Written exercise A
In the blog post on making a dev team run inefficiently, who should criticize and validate every change?
Written exercise B
Please resume the blog post on making a dev team run inefficiently from the point where it stops.

## START Source

Alex Denford

Personal Blog

Development, gaming, programming,

ideas, thoughts and more!

12 steps to making sure your dev team runs as inefficiently as possible

1. Never build up trust in your team or with your developers. You do not want a developer to go rogue and be trusted to work on what he wants, or how he wants to. This can cause devs to work on things you didn't expect. You also do not want to trust engineers with their problem solving and approaches. Every change should be criticized and validated by a host of other developers, including non engineers.

2. Isolate engineers to pods and minimise collaboration across teams. You do not want developers to easily work together across teams. It is best if your senior engineers are limited in providing impact to the sub team they are part of and nothing else. Ensure developers cannot offer ideas, solutions or insight on anything outside of their team.

3. Disallow experienced engineers to work on things they want to. Prevent any sort of rogue engineering or anyone that wants to improve or fix something out of pure choice. You should entirely stick to a rigid schedule that is driven by management and the release cycle and do not let engineers influence or manipulate this plan.

4. Hire as many low skill junior engineers as possible, but provide little to no guidance as to create as many bugs as possible. Bonus points the more time they consume from experience developers on the team. It also works really well when you hire engineers for a role and then have them work on a different part of the tech or a different project entirely.

## END Source
## START Information supplied

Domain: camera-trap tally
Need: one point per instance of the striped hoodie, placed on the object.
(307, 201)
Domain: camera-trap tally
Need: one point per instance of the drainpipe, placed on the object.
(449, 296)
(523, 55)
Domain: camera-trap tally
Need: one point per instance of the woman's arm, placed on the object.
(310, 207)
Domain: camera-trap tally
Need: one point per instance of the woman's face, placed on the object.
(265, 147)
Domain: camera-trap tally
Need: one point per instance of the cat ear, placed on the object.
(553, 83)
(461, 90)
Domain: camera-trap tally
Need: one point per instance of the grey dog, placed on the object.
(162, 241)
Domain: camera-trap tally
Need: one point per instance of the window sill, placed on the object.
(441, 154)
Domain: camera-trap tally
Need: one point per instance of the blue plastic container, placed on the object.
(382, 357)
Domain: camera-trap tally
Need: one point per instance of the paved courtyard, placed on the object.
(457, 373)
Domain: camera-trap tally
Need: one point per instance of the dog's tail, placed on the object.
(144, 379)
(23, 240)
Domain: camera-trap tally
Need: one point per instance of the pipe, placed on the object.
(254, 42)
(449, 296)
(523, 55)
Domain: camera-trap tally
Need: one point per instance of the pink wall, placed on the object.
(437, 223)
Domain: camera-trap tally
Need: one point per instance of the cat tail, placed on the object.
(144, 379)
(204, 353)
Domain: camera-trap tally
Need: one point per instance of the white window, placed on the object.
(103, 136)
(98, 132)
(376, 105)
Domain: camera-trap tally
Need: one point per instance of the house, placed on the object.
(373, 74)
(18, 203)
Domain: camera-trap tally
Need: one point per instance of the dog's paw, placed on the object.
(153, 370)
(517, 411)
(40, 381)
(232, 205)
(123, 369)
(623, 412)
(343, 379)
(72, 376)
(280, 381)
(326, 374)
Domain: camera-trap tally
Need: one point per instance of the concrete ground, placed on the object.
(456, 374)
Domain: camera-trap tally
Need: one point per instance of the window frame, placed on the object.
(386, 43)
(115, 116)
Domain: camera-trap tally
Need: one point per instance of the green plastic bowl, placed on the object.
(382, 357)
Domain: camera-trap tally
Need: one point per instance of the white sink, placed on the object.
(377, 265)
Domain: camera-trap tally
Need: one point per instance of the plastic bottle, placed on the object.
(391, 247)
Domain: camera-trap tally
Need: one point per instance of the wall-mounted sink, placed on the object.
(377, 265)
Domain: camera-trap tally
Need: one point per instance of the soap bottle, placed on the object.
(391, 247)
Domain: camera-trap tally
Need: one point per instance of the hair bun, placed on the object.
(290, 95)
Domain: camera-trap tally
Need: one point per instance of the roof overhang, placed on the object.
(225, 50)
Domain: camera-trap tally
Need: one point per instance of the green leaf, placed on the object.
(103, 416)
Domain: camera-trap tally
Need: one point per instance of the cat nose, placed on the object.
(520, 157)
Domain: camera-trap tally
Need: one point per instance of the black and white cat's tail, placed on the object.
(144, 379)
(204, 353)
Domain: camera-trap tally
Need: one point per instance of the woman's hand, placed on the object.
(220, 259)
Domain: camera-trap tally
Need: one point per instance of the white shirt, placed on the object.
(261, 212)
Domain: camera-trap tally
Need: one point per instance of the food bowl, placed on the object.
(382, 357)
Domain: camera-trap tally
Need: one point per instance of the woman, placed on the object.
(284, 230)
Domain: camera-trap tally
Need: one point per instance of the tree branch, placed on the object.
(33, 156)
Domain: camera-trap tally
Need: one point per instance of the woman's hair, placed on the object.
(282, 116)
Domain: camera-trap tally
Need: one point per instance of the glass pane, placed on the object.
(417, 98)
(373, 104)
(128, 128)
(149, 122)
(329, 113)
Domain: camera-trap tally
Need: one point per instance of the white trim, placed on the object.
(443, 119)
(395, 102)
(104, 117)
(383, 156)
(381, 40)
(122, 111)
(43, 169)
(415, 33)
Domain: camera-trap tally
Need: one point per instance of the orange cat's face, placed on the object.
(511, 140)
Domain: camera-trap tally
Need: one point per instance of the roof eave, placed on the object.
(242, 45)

## END Information supplied

Task output A
A host of other developers, including non engineers.

Task output B
5. Never value senior engineers and your 'old timers', the people who have all the knowledge. This is bad, the faster you can cycle new devs the better. We don't want anyone to build up too much knowledge of the code-base and become a gate keeper (don't get me wrong this actually can be a real issue, but honestly you should value your senior and old timers at all costs).

6. Make sure code reviews cause a huge road block, question every change and force developers to constantly be trying to keep up with the ever changing guidelines, peoples' opinions and the goals of the project.

7. Ensure your build architecture is as slow as possible, you don't want people working too fast. If you have automated tests set up, make sure they are super flaky and break on random platforms, this makes sure to keep your devs on their toes and be on the look out for problems.

8. Never let your engineers become leads or managers. We want to make sure all leadership and project decisions are from non-tech people. This way we can control the engineers who have no clue how business or project management works. Extra points if you regularly cycle out new managers and leads who are new to the project AND have no tech experience.

9. Make sure that all work requires full design documents that have gone through approval from everyone on the team. This works best when the design is vague, forcing engineers to create the doc without knowing the full constraints, and then we can control them best by adjusting the design and showing that their solution will not work for the requirements. Bonus points if your design is driven by one or two people, who live in a different time zone and are hard to get a hold of. Even better if they aren't closely associated with the project and are not up to date with what the best design choices even should be.

10. Regularly reschedule your team structure, hierarchy and all the devs. You don't want anyone getting too comfortable. Moving teams, entirely changing teams, resizing teams and changing team priorities are all great ways to keep your engineers engaged and interested.

11. Limit all engineers to tiny PRs so that refactors and larger changes happen over many commits. Smaller PRs are easier to review and so it's better if chunks of work go into main bit by bit, and then we can do full test runs, QA checks and perf testing on every small change. This works well so that if engineers leave the project part way through a collection of work items, the part way done work is already there and ready for others to pick up and finish of (and definitely not get left unfinished in the project forever).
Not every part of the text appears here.